Rewrite each of the entries below in full, changing every "dirt ground" to "bare soil" and keeping everything else the same.
====
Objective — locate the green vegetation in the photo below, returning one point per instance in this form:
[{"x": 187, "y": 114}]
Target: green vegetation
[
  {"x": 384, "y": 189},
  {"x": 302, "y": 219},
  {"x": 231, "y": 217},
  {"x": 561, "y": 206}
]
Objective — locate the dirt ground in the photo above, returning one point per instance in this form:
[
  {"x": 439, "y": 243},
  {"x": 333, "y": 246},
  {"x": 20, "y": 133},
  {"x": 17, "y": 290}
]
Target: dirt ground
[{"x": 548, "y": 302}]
====
**Answer**
Objective — locate the green vegetation in the photo below, returning one point per instance in this form:
[{"x": 187, "y": 114}]
Target: green vegetation
[
  {"x": 384, "y": 189},
  {"x": 302, "y": 219},
  {"x": 231, "y": 217},
  {"x": 561, "y": 206}
]
Objective — locate the bare soil in the photo above, returning one point per instance in this form:
[
  {"x": 439, "y": 243},
  {"x": 333, "y": 246},
  {"x": 20, "y": 133},
  {"x": 17, "y": 290}
]
Target: bare soil
[{"x": 548, "y": 302}]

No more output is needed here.